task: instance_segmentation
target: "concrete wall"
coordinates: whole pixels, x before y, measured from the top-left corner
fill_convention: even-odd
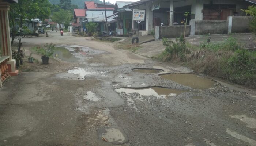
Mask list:
[[[231,33],[250,32],[249,22],[252,17],[232,17]]]
[[[184,35],[184,26],[157,26],[155,28],[155,39],[158,40],[164,38],[175,38]],[[190,34],[190,26],[187,26],[186,36]]]
[[[195,35],[227,34],[228,20],[195,21]]]

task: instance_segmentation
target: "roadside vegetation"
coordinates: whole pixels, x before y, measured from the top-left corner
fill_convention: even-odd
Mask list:
[[[166,38],[165,50],[158,58],[184,65],[195,72],[256,88],[256,51],[242,48],[230,37],[218,43],[199,46],[185,42],[183,36],[174,41]]]

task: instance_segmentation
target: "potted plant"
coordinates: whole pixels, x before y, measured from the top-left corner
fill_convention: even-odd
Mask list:
[[[44,46],[46,49],[41,47],[37,47],[36,49],[36,51],[39,54],[42,55],[41,59],[43,64],[48,64],[49,62],[49,57],[51,57],[55,51],[55,45],[51,43],[46,44]]]
[[[34,59],[34,58],[32,57],[32,53],[30,52],[29,50],[29,56],[25,56],[27,58],[29,61],[29,63],[33,63],[33,60]]]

- **Required task**
Please extract every line of the entries above word for word, leaving out the pictures.

- **Result**
task: instance_segmentation
target: "concrete wall"
coordinates: whole pixels, x before y, measured from the top-left corner
fill_convention: even-odd
Mask list:
[[[231,33],[250,32],[249,22],[252,17],[232,17]]]
[[[184,35],[184,26],[157,26],[155,28],[155,39],[158,40],[164,38],[175,38]],[[190,34],[190,26],[187,26],[186,36]]]
[[[195,35],[227,34],[228,20],[195,21]]]

task: instance_segmentation
target: "roadside vegetation"
coordinates: whole pixels, x before y, measured from the top-left corner
fill_convention: even-odd
Mask list:
[[[166,38],[165,50],[158,58],[184,65],[195,72],[256,88],[256,51],[242,48],[230,37],[218,43],[199,46],[185,42],[183,36],[174,41]]]

task: instance_segmentation
target: "potted plant"
coordinates: whole pixels, x before y, measured from the top-left corner
fill_convention: even-odd
Mask list:
[[[44,46],[46,49],[41,47],[37,47],[36,49],[36,51],[39,54],[42,55],[41,59],[43,64],[48,64],[49,62],[49,57],[51,57],[55,51],[55,45],[51,43],[46,44]]]
[[[34,59],[34,58],[32,57],[32,53],[30,52],[29,50],[29,56],[25,56],[27,58],[29,61],[29,63],[33,63],[33,60]]]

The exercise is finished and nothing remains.